DATA RECORDS:
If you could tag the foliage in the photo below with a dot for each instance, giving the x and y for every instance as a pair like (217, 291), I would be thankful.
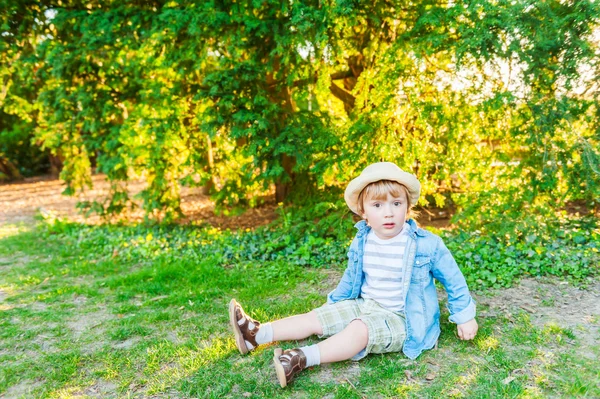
(496, 256)
(247, 97)
(534, 245)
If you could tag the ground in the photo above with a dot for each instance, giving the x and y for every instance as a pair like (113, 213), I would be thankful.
(547, 303)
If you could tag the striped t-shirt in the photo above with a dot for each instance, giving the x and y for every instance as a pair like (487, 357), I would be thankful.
(384, 269)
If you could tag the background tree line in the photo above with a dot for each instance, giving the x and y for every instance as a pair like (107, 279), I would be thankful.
(492, 104)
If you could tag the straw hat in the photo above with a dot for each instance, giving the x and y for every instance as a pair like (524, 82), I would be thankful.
(381, 171)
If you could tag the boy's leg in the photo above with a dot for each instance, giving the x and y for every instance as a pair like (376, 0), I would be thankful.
(296, 327)
(249, 333)
(346, 344)
(341, 346)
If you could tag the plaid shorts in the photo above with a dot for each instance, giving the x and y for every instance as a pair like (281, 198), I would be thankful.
(387, 330)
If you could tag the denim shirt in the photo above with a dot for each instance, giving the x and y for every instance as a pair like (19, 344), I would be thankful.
(426, 258)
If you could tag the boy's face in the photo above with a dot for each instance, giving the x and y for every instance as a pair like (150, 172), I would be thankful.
(386, 216)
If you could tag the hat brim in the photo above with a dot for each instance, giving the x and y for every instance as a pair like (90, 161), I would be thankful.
(356, 186)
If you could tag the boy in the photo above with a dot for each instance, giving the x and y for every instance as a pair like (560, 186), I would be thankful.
(386, 300)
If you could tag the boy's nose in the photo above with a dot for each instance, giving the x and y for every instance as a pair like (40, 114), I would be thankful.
(389, 210)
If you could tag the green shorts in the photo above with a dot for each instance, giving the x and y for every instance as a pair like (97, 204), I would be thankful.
(387, 330)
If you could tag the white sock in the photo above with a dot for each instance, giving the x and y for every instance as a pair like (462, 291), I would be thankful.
(313, 355)
(263, 336)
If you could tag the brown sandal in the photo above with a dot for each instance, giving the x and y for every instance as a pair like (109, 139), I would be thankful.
(288, 364)
(240, 324)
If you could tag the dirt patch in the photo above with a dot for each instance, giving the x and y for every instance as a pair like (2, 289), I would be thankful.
(85, 323)
(548, 302)
(20, 202)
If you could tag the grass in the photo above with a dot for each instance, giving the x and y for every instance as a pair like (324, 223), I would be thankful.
(81, 316)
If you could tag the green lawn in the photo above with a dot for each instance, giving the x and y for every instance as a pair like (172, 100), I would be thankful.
(93, 312)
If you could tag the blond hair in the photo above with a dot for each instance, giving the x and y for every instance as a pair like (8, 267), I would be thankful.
(379, 190)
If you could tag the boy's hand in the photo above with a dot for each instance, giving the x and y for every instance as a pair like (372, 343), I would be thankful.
(468, 330)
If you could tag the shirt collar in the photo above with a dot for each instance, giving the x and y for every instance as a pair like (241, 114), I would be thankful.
(363, 228)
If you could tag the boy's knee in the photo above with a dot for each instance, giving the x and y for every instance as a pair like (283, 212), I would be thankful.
(360, 329)
(317, 327)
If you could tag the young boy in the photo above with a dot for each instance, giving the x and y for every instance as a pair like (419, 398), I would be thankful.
(386, 300)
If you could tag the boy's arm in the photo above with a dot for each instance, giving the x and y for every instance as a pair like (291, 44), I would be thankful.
(344, 287)
(460, 303)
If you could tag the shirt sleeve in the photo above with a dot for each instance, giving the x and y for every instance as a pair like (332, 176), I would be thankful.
(460, 302)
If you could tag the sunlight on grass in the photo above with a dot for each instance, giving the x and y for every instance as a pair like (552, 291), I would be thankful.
(487, 344)
(531, 393)
(167, 365)
(8, 230)
(404, 390)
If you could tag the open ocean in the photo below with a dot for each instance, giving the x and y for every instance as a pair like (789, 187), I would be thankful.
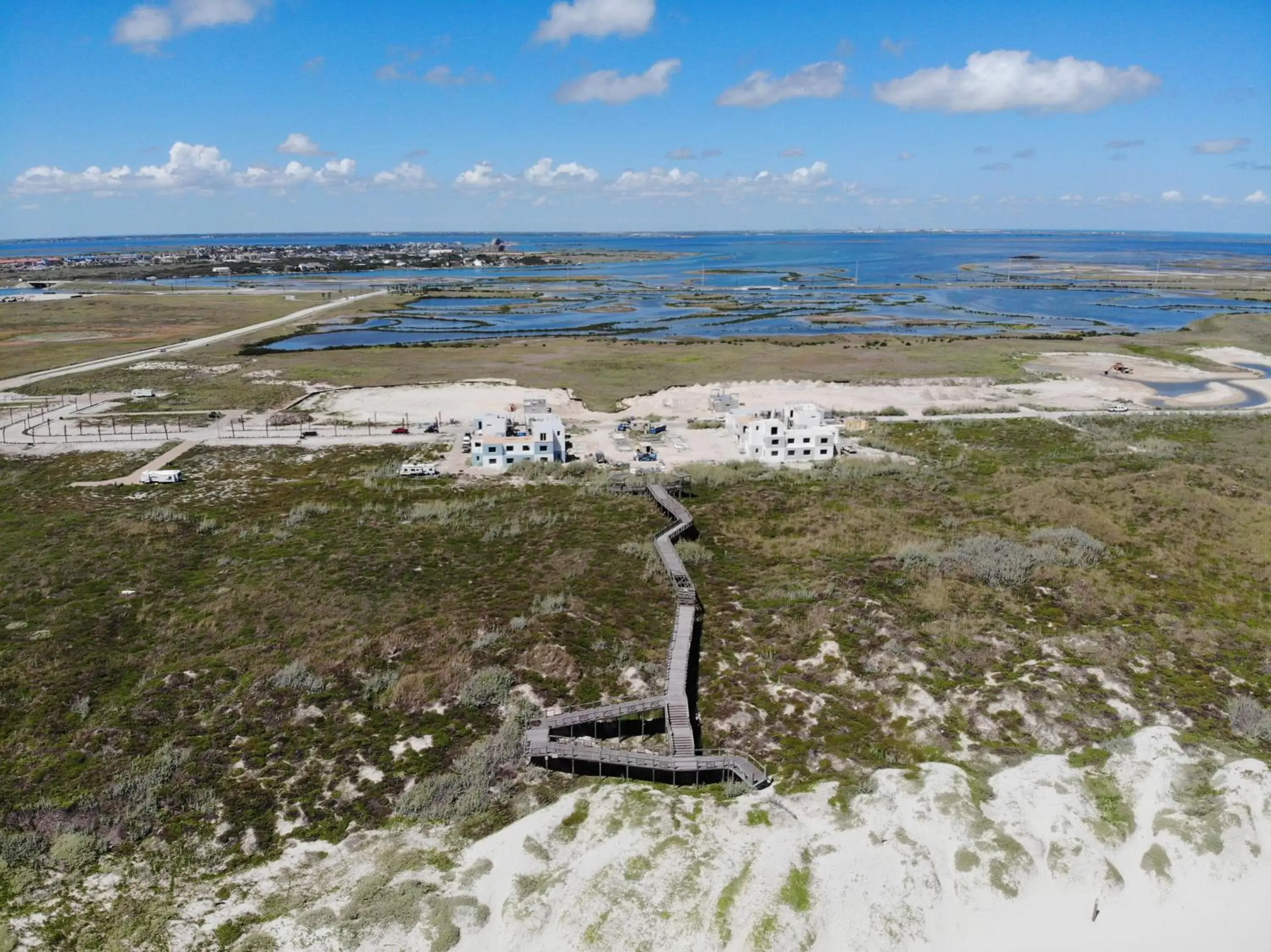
(724, 284)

EXERCISE INSTRUCTIONS:
Rewrite all of the data above, replacing "photo" with "image" everywhere and leaving everything else unchanged. Leave the pictures out.

WRITTEN RESPONSE:
If you could tag the foliage in the image below with a dot for each instance, giving the x and y for every instance as a pair like (217, 291), I would be thankful.
(496, 256)
(247, 97)
(534, 245)
If you could tag the ground in the image above with a dot for each instance, giving the x and y for every instance as a pair like (113, 213), I would be thankful.
(547, 303)
If you could tag the striped t-shirt in the image above with a dot for each instance, giving the x and y for every instance as a pair like (487, 357), I would be thankful.
(384, 269)
If you could tag the background tree line in the image above with a dot for each instance, giving the x and y for every instance as a pair like (107, 279), I would be thankful.
(492, 104)
If you could tag the straw hat in the image above with a dot for each instance, giving the x and y for every instance as a pair like (524, 82), I would be thankful.
(381, 171)
If you could tag the boy's leg in the image above with a dot for each instance, giving the x and y for every instance as a pair like (376, 0), I would be thankful.
(296, 327)
(249, 333)
(346, 344)
(341, 346)
If you could tag the plaid shorts in the image above with a dot for each instance, giving the x and y for every instance as a pair like (281, 198), I would be thankful.
(387, 330)
If you could tag the denim shirt in the image above with a dot for each instance, giving the x and y for every instance as a pair like (19, 344), I would be thankful.
(426, 258)
If you could tag the boy's face in the image above with a dot for each instance, giving the x and y for every instance as a pair like (150, 172), I would be thankful.
(386, 216)
If you could tag the hat brim in the image above with a dot for each instance, giving the x and y for every instance as a pair like (90, 161), I would be thankful.
(356, 186)
If you could tag the boy in the image above with a dot for each instance, giving the x and y for every instance as a pair like (560, 186), I would be thankful.
(386, 300)
If you could tag the boy's nose in the image above with a dot for each instance, giving the x and y for every instance as a pair like (40, 114), I would be thankful.
(389, 210)
If you could tag the green shorts in the image above with a dot for each instance, giving the x and y for every instance as a pair like (97, 204), I would be thankful.
(387, 330)
If you could tag the white sock in the image above with a dot for each instance, giving the x and y for every instance as a pair like (462, 291), I would be thankful.
(313, 355)
(263, 336)
If you could tag the brown sandal in the image above with a dot for each instance, giving the x and y for every instance as a pair like (109, 139), I would be thankful.
(288, 364)
(240, 324)
If you could tag the dirt patch in the image above with a dot for each instance, giving the x and y for every instance as a pair like (2, 289), I would be thankful.
(85, 323)
(548, 302)
(20, 202)
If you could tag the grass in the image above with a dot for each instance, giving the x and y for every instance as a pair like (324, 223), I would be thankful.
(81, 316)
If you could tag the green lawn in the image above with a dot for each instance, giving the x and y for every instance as a pair like (172, 100), I would be thankful.
(93, 312)
If you could tag the blond hair in the image above with a dot for each instance, giving the x and y for every instance as a pair like (8, 267), I would be thankful.
(379, 190)
If you could tag the boy's hand in the image above with a dot for each instance, giving the x and y for every instance as a pair like (372, 343), I would be thankful.
(468, 330)
If you could tag the shirt collar in the image above with a dot for each instance, giving the x and y for every instance as a pair like (241, 114), I would be thankful.
(363, 228)
If you could tag the boy's knee in the image above with a dot for each instance, giving the x and y for every instance as a pair like (283, 212), I would be thankful.
(360, 329)
(317, 327)
If you could tag the young boy in the image above with a dot for each instance, giving the x and y for every instance as a pair like (419, 398), I would be thankful.
(386, 300)
If you could tag the boy's arm in the image above with a dot for each instance, giving the x and y for every instance as a pair like (291, 44), I would be thankful.
(344, 287)
(460, 303)
If you could tag the shirt sleeve in the image above with a dot for each instance, giving the x and y for every instance as a pair like (332, 176), I would be thankful.
(460, 302)
If you could tag the sunlight on grass in the image above with a dot for each instance, giving the x and y for every instance as a pair like (552, 291), I would be thankful.
(487, 344)
(531, 393)
(167, 365)
(8, 230)
(404, 390)
If you could tag the open ocean in the image below with a dot for each instance, giving the x and y for every instance as a pair like (789, 187), I would be thankful.
(724, 284)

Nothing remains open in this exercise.